- Exercise goal: Restate the data from the line containing "task | place a point on the mustard" through the end of the data, putting "hazy" wherever "blurred" occurs and leaving everything else unchanged.
[Begin Data supplied]
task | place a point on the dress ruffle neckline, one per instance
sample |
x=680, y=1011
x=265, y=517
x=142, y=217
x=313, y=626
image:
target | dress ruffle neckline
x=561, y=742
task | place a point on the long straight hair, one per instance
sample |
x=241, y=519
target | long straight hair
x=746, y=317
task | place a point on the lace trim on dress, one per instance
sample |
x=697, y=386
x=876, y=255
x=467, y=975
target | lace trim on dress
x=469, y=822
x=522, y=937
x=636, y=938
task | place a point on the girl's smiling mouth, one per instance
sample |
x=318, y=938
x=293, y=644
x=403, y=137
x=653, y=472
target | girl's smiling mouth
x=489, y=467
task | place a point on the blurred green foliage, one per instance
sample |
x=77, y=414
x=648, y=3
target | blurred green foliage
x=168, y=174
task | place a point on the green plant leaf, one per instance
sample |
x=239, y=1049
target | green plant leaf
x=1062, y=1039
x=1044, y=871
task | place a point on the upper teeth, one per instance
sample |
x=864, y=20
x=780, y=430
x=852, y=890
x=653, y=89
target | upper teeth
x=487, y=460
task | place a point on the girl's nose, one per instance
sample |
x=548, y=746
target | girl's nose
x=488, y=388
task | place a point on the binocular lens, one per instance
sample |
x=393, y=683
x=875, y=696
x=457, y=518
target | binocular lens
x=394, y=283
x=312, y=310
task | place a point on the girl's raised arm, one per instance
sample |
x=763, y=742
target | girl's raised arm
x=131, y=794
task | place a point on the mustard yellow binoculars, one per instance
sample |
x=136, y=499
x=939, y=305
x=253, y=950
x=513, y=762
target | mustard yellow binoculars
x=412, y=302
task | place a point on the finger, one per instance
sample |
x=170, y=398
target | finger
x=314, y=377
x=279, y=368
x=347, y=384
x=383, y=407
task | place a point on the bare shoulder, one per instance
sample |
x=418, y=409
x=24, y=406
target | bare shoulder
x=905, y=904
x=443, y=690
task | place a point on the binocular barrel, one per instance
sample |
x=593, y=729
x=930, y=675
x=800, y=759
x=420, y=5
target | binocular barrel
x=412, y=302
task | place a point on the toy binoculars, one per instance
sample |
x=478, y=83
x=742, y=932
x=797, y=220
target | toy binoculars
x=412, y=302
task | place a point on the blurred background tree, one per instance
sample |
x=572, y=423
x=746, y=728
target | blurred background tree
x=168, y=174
[End Data supplied]
- Worked answer:
task | place a point on the mustard yellow binoculars, one per instance
sample |
x=136, y=499
x=939, y=305
x=253, y=950
x=513, y=762
target | mustard yellow binoculars
x=412, y=302
task | place a point on the finger, one per instance
sample |
x=170, y=398
target | finger
x=314, y=377
x=279, y=368
x=347, y=384
x=383, y=407
task | place a point on the bare shoulder, one per instance
sample |
x=418, y=409
x=24, y=406
target | bare shoulder
x=905, y=904
x=443, y=690
task | place a point on the binocular barrel, one per instance
sample |
x=593, y=729
x=930, y=675
x=800, y=759
x=420, y=5
target | binocular barrel
x=412, y=302
task | place a point on the toy binoculars, one per instance
sample |
x=478, y=83
x=742, y=932
x=797, y=220
target | toy binoculars
x=412, y=302
task | place a point on the hazy background tree, one per instance
sample |
x=572, y=423
x=746, y=728
target | hazy background tree
x=168, y=174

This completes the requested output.